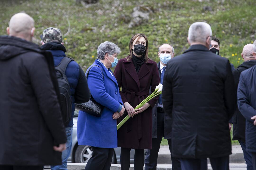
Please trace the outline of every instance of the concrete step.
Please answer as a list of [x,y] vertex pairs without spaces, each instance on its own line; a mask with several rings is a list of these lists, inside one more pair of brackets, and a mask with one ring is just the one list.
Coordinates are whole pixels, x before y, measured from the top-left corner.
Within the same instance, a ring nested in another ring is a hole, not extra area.
[[[69,170],[80,170],[84,169],[86,165],[86,163],[68,163],[67,167]],[[246,165],[244,163],[230,163],[230,170],[246,170]],[[49,170],[50,166],[45,166],[44,170]],[[143,168],[143,169],[144,168]],[[211,164],[208,164],[208,170],[212,170]],[[112,164],[110,170],[121,170],[120,164]],[[133,164],[130,166],[130,170],[134,170]],[[157,170],[172,170],[172,164],[157,164]]]
[[[229,163],[242,163],[245,162],[243,153],[241,146],[234,145],[232,146],[232,154],[229,155]],[[208,163],[210,160],[208,159]],[[161,146],[158,152],[157,164],[169,164],[172,163],[170,153],[168,146]]]

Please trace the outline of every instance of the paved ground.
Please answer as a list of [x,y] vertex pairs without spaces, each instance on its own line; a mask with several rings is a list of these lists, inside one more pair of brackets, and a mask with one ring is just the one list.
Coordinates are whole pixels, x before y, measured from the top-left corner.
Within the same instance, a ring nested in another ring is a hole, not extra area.
[[[69,170],[80,170],[84,169],[86,164],[79,163],[68,163],[68,168]],[[44,169],[49,170],[49,166],[45,166]],[[208,170],[212,170],[210,164],[208,164]],[[244,163],[229,164],[230,170],[246,170],[246,165]],[[112,164],[110,170],[121,170],[120,164]],[[131,164],[130,170],[134,170],[133,165]],[[158,164],[157,170],[172,170],[172,164]]]
[[[168,146],[161,146],[158,153],[158,164],[171,163],[170,153]],[[209,160],[208,162],[210,163]],[[232,147],[232,154],[229,156],[229,162],[231,163],[244,163],[245,162],[243,153],[240,145]]]

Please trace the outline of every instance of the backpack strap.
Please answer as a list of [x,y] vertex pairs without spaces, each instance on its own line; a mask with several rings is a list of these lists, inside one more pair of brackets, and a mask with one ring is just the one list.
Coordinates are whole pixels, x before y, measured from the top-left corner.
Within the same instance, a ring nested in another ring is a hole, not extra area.
[[87,72],[86,72],[86,78],[88,78],[88,76],[89,75],[89,72],[90,72],[90,70],[91,70],[91,69],[93,67],[95,66],[96,66],[100,69],[100,70],[101,70],[101,73],[102,73],[102,78],[103,79],[103,80],[104,80],[104,76],[103,75],[103,73],[102,72],[102,70],[101,69],[101,68],[99,66],[95,64],[93,64],[90,66],[88,69],[88,70],[87,71]]
[[69,62],[73,60],[72,58],[64,57],[58,65],[55,67],[55,69],[57,70],[63,74],[65,74],[66,69]]

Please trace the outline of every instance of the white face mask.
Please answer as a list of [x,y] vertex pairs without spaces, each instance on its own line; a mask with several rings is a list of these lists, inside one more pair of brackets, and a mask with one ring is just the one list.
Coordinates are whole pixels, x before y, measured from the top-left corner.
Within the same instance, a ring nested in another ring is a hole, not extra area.
[[167,62],[172,59],[172,56],[173,55],[173,53],[172,54],[168,54],[164,53],[160,54],[160,60],[165,64],[167,63]]

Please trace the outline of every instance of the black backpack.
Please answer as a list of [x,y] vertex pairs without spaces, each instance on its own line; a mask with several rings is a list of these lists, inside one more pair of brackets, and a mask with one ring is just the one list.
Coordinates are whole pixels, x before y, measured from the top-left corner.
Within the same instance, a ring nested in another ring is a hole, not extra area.
[[71,119],[72,101],[70,97],[69,83],[65,73],[68,64],[72,60],[70,58],[65,57],[60,63],[55,67],[60,91],[60,108],[62,118],[65,127],[68,124]]

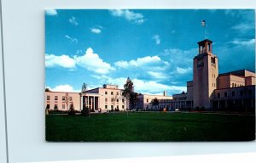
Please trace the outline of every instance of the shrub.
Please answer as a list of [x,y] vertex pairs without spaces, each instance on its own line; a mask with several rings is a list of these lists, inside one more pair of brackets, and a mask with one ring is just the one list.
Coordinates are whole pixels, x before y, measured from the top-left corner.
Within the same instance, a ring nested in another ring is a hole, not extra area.
[[81,115],[83,116],[89,116],[90,114],[90,110],[88,107],[86,107],[85,105],[83,106],[83,110],[81,111]]
[[76,114],[76,110],[74,110],[73,104],[71,104],[70,107],[69,107],[69,110],[68,110],[68,115],[73,115]]

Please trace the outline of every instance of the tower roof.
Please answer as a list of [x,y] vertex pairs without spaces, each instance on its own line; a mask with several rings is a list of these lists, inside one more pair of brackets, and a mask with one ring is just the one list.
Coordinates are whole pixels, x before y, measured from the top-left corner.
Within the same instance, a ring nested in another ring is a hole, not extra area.
[[201,45],[201,44],[204,44],[204,42],[210,42],[210,43],[212,43],[212,41],[211,41],[211,40],[209,40],[209,39],[205,39],[205,40],[203,40],[203,41],[198,42],[197,43],[198,43],[199,45]]

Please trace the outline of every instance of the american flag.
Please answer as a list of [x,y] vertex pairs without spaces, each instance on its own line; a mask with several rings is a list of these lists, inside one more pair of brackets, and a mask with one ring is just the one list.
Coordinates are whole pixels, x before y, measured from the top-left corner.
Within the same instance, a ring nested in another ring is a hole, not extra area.
[[203,26],[203,27],[205,27],[206,26],[206,20],[201,20],[201,25]]

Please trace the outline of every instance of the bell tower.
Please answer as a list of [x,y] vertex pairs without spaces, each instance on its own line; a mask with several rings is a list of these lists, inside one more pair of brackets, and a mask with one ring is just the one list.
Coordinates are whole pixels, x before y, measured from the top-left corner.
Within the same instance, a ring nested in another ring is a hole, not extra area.
[[193,59],[194,108],[211,109],[211,98],[217,88],[218,59],[212,53],[212,42],[205,39],[198,42],[198,54]]

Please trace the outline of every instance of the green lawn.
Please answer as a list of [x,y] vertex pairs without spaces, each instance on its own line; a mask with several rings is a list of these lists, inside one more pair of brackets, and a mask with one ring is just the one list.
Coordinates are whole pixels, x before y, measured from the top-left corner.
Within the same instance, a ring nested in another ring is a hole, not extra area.
[[255,116],[202,113],[46,115],[47,141],[163,142],[255,139]]

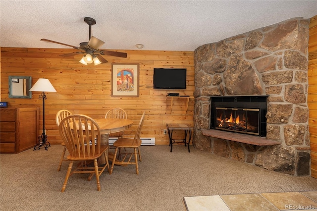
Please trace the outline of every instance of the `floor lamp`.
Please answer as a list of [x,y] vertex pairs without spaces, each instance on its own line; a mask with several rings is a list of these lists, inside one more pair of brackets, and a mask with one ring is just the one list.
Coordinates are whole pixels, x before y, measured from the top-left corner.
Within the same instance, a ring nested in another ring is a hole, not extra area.
[[30,89],[32,92],[42,92],[42,94],[39,97],[39,99],[43,101],[43,132],[41,136],[39,136],[39,144],[34,146],[33,150],[38,150],[41,147],[44,147],[45,150],[48,150],[48,147],[51,147],[50,142],[47,141],[48,136],[45,134],[45,103],[46,100],[46,92],[56,92],[56,90],[52,85],[49,79],[40,78]]

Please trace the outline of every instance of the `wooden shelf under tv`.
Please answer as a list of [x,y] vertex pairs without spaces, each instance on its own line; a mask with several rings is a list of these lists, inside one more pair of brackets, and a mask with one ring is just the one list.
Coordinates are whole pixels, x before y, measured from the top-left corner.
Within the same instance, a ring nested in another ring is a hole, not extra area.
[[186,98],[186,103],[185,107],[185,114],[186,114],[188,109],[188,102],[191,98],[194,98],[194,97],[190,96],[166,96],[166,98],[170,98],[170,113],[172,113],[172,109],[173,108],[173,99],[174,98]]

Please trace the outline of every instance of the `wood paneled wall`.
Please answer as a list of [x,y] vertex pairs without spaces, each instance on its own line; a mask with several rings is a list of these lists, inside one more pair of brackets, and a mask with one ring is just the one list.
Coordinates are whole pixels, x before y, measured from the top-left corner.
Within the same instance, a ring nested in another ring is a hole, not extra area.
[[311,18],[308,41],[308,97],[312,176],[317,178],[317,15]]
[[[104,117],[114,107],[126,110],[128,118],[135,123],[125,131],[126,137],[133,134],[143,111],[145,119],[141,137],[156,139],[156,144],[168,144],[168,136],[163,134],[166,124],[188,123],[193,125],[194,99],[189,101],[184,114],[186,99],[174,99],[170,112],[169,92],[193,96],[195,89],[194,52],[152,51],[118,51],[126,52],[126,58],[105,56],[108,63],[86,66],[79,62],[82,55],[62,57],[59,55],[75,51],[73,49],[1,48],[1,101],[7,102],[9,107],[34,107],[40,108],[39,134],[43,128],[42,101],[39,92],[32,93],[32,99],[8,98],[8,76],[32,76],[32,85],[40,78],[50,80],[56,93],[47,93],[45,101],[45,127],[48,141],[61,143],[55,122],[56,112],[67,109],[73,113]],[[111,63],[139,64],[139,97],[111,97]],[[186,68],[186,90],[154,90],[154,68]],[[27,121],[27,119],[25,120]],[[175,135],[181,135],[175,134]]]

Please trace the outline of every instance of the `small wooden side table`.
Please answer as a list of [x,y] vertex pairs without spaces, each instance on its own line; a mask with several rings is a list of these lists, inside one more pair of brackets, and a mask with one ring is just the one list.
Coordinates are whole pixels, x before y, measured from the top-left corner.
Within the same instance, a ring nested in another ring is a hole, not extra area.
[[[190,140],[192,138],[192,130],[194,130],[194,128],[188,124],[166,124],[167,131],[168,132],[168,136],[169,137],[169,146],[170,146],[170,152],[173,150],[173,143],[180,143],[181,142],[176,142],[176,141],[182,141],[182,142],[185,143],[185,146],[188,145],[188,152],[190,153],[189,150],[189,145]],[[172,138],[173,130],[184,130],[185,131],[185,137],[183,139],[174,139]],[[187,133],[189,133],[189,139],[188,142],[186,142],[187,137]]]

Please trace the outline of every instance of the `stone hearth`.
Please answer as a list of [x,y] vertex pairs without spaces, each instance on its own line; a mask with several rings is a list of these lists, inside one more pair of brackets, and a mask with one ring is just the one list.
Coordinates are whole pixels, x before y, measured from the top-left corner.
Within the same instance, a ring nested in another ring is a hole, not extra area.
[[[195,52],[194,145],[220,156],[295,176],[310,175],[307,106],[309,20],[296,18],[204,45]],[[204,136],[211,97],[268,95],[259,146]]]

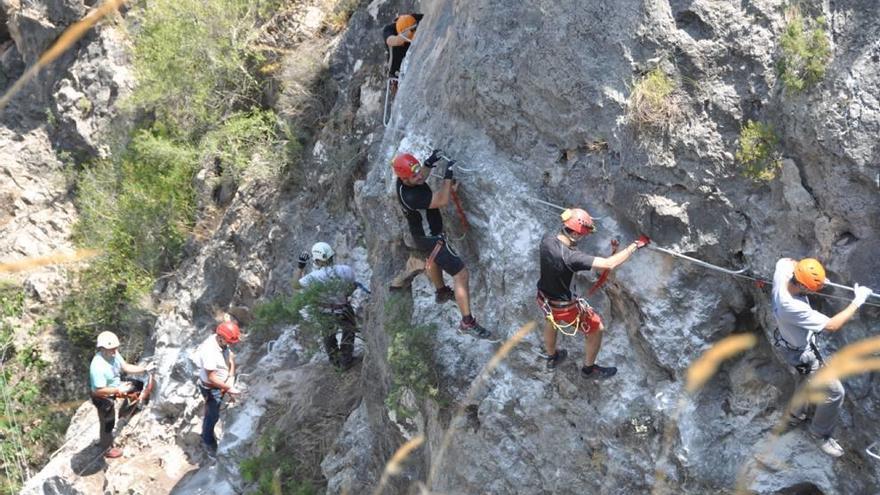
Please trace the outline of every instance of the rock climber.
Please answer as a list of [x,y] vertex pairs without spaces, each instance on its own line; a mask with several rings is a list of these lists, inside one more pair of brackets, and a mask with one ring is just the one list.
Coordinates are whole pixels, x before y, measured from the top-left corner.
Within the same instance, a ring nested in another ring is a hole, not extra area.
[[199,391],[205,398],[205,413],[202,419],[202,445],[208,456],[217,455],[217,437],[214,427],[220,420],[220,404],[224,397],[235,401],[238,389],[235,388],[235,353],[232,345],[241,341],[238,323],[229,320],[217,325],[196,350],[199,364]]
[[119,338],[113,332],[101,332],[96,342],[98,352],[89,365],[89,391],[92,404],[98,410],[100,434],[98,445],[104,457],[115,459],[122,456],[122,449],[113,446],[113,429],[116,427],[116,401],[133,392],[140,392],[144,382],[122,379],[122,374],[146,373],[146,368],[125,362],[119,353]]
[[617,368],[596,364],[605,326],[585,299],[572,294],[571,280],[576,272],[582,270],[613,270],[628,260],[636,250],[651,242],[646,236],[641,236],[608,258],[578,251],[577,243],[595,230],[589,213],[580,208],[567,209],[562,212],[562,230],[544,236],[539,250],[541,278],[538,280],[538,305],[547,317],[544,325],[547,369],[556,369],[568,355],[565,349],[556,348],[556,331],[564,332],[571,328],[569,335],[574,335],[580,330],[586,337],[581,374],[590,379],[610,378],[617,373]]
[[[455,300],[461,311],[459,333],[492,340],[492,333],[480,326],[471,314],[467,268],[443,233],[440,208],[449,204],[452,191],[458,188],[458,184],[453,181],[455,162],[441,157],[441,153],[434,150],[424,165],[410,153],[394,157],[391,165],[397,175],[397,199],[403,207],[416,248],[427,255],[425,272],[436,290],[434,300],[438,304]],[[440,189],[433,192],[426,181],[431,169],[438,165],[445,167],[443,182]],[[452,277],[454,290],[444,283],[443,272]]]
[[[342,329],[342,340],[337,341],[336,327],[328,328],[323,336],[324,350],[330,363],[341,371],[348,370],[354,364],[354,335],[357,332],[357,318],[349,299],[357,288],[354,270],[343,264],[336,264],[336,253],[330,244],[316,242],[311,254],[304,252],[299,257],[299,274],[295,286],[308,288],[321,284],[321,301],[318,310],[332,315],[336,324]],[[305,275],[309,259],[314,261],[316,270]]]
[[410,43],[415,38],[416,28],[422,17],[423,14],[399,14],[394,18],[394,22],[382,28],[382,38],[385,40],[385,51],[388,54],[388,77],[400,76],[400,65],[409,50]]
[[[856,284],[855,297],[842,311],[832,317],[814,310],[807,295],[818,292],[825,285],[825,268],[813,258],[795,261],[782,258],[776,262],[773,273],[773,316],[776,330],[773,345],[783,359],[798,373],[798,384],[803,383],[824,365],[816,345],[816,336],[837,332],[865,303],[873,291]],[[825,400],[816,406],[809,432],[823,452],[832,456],[843,455],[843,448],[832,437],[840,408],[843,405],[843,384],[834,380],[828,385]],[[797,426],[808,419],[807,405],[791,411],[789,424]]]

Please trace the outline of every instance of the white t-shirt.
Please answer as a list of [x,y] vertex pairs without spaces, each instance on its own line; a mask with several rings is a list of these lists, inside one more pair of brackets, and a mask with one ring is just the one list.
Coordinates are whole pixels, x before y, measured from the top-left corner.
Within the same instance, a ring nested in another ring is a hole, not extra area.
[[226,381],[226,378],[229,377],[229,362],[227,357],[229,356],[229,349],[225,351],[220,348],[220,344],[217,343],[217,335],[211,334],[205,339],[204,342],[199,345],[198,350],[196,351],[196,356],[198,357],[199,363],[199,379],[204,384],[208,384],[208,372],[216,371],[217,378],[220,381]]
[[776,262],[773,273],[773,316],[779,334],[792,347],[806,349],[807,343],[825,329],[831,318],[810,307],[806,295],[792,296],[788,282],[794,276],[794,263],[788,259]]

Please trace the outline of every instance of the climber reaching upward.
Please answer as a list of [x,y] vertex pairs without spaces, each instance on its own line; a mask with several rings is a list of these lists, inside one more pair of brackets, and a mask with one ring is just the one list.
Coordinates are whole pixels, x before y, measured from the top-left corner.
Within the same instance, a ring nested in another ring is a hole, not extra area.
[[[424,165],[409,153],[401,153],[394,158],[391,165],[397,175],[397,200],[403,207],[416,247],[428,257],[425,271],[434,284],[435,301],[443,303],[455,299],[461,311],[458,331],[481,339],[492,339],[492,333],[480,326],[471,314],[467,268],[443,233],[440,208],[449,204],[452,191],[458,185],[453,182],[455,162],[442,158],[440,154],[440,150],[434,150]],[[434,192],[425,181],[431,169],[438,164],[443,165],[445,171],[440,189]],[[443,272],[452,277],[454,290],[444,283]]]
[[[807,299],[807,294],[818,292],[823,285],[825,267],[813,258],[797,262],[783,258],[776,262],[772,297],[777,329],[773,332],[773,345],[797,371],[801,383],[825,364],[816,345],[816,336],[822,332],[840,330],[872,294],[870,288],[856,284],[852,303],[829,318],[810,307]],[[840,457],[843,449],[831,434],[843,405],[843,384],[835,379],[828,384],[825,392],[825,400],[816,406],[809,430],[823,452]],[[806,421],[806,411],[806,405],[792,411],[788,418],[789,425],[796,426]]]
[[629,259],[650,239],[641,236],[622,251],[608,258],[590,256],[575,249],[578,241],[595,231],[589,213],[579,208],[562,212],[562,231],[555,231],[541,240],[541,278],[538,280],[538,305],[547,317],[544,343],[547,351],[547,369],[554,370],[568,355],[565,349],[556,349],[556,331],[572,328],[572,335],[580,330],[586,336],[584,343],[585,378],[610,378],[617,368],[596,364],[602,346],[602,319],[585,299],[571,293],[571,280],[576,272],[593,268],[613,270]]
^^^^^^^^
### WORK TO COMPLETE
Swap "climber" for "rock climber" in the lines from the one containing "Please trace the outline of every instance of the climber" through the end of the items, and give back only those lines with nothing else altered.

### TASK SOLUTION
Please trace the outline of every instance of the rock climber reaching upward.
Please answer as a list of [x,y] vertex pairs without spaces, each instance on its own line; a mask with several rings is a list of these lists, inside one more pair of brackets, and a mask with one ring is just the one list.
Coordinates are whole pixels, x before y, measured from the top-left corner.
Within the same instance, a ring nested in another ring is a hole, not extra area.
[[[424,165],[409,153],[401,153],[394,158],[391,165],[397,175],[397,200],[403,207],[416,247],[428,257],[425,271],[434,284],[435,301],[443,303],[455,299],[461,311],[458,331],[481,339],[492,339],[492,333],[480,326],[471,314],[467,268],[443,233],[440,208],[449,204],[452,191],[458,185],[453,182],[455,162],[442,158],[440,154],[440,150],[434,150]],[[434,192],[425,181],[431,169],[438,164],[443,165],[445,171],[440,189]],[[443,272],[452,277],[454,290],[444,283]]]
[[[807,299],[807,294],[818,292],[823,285],[825,267],[813,258],[797,262],[783,258],[776,262],[772,297],[777,329],[773,332],[773,345],[797,371],[801,383],[825,364],[816,345],[816,336],[822,332],[840,330],[872,294],[870,288],[856,284],[852,303],[829,318],[810,307]],[[840,457],[843,449],[831,434],[843,405],[843,384],[835,379],[828,384],[825,392],[825,400],[816,406],[809,430],[823,452]],[[806,421],[806,411],[806,405],[792,411],[788,418],[789,425],[796,426]]]
[[629,259],[650,239],[641,236],[622,251],[608,258],[590,256],[575,249],[578,241],[595,231],[589,213],[579,208],[562,212],[562,231],[555,231],[541,240],[541,278],[538,280],[538,305],[547,317],[544,343],[547,351],[547,369],[554,370],[568,355],[565,349],[556,349],[556,331],[572,328],[572,335],[580,330],[586,336],[584,343],[585,378],[610,378],[617,368],[596,364],[602,346],[602,319],[585,299],[571,293],[571,280],[576,272],[593,268],[613,270]]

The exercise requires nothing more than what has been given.